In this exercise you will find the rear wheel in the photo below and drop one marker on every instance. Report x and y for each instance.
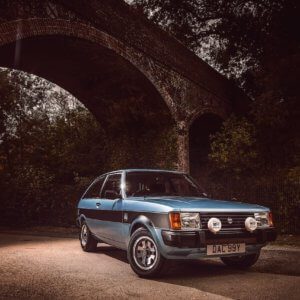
(241, 262)
(87, 241)
(143, 254)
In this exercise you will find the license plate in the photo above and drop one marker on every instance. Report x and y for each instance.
(226, 249)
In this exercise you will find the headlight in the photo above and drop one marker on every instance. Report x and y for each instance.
(264, 219)
(184, 220)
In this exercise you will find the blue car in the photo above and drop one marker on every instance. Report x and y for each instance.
(158, 215)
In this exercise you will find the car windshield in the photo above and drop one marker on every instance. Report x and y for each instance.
(139, 184)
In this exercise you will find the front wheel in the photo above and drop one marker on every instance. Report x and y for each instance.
(241, 262)
(87, 241)
(143, 254)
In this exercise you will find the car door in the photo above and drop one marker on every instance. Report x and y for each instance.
(110, 211)
(89, 204)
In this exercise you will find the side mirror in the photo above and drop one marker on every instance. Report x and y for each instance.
(111, 194)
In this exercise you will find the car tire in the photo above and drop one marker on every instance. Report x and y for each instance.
(241, 262)
(87, 241)
(143, 254)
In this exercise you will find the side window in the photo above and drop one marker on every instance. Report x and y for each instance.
(112, 187)
(95, 189)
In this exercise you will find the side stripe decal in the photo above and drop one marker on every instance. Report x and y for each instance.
(160, 220)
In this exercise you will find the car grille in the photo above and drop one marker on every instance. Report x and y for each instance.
(238, 220)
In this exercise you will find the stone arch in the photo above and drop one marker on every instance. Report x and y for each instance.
(13, 31)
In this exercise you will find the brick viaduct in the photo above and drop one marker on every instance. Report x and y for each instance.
(95, 48)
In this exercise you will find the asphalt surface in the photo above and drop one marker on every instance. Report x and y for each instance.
(40, 267)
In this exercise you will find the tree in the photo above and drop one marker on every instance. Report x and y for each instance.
(256, 43)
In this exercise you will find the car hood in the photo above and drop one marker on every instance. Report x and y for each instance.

> [EXERCISE]: Write out everything from the line containing "In this exercise you will find the tree" down to the last of the lines above, requests included. Scale every x and y coordinate in the answers by 1.5 and round to whole numbers, with halves going up.

> [FULL SOLUTION]:
In this exercise you will find the tree in the photo above and drop one marker on every instance. Report x and y for each instance.
(384, 65)
In this exercise you will find the car hood in the photo above and drop one marker on every instance. Report x and y for each instance.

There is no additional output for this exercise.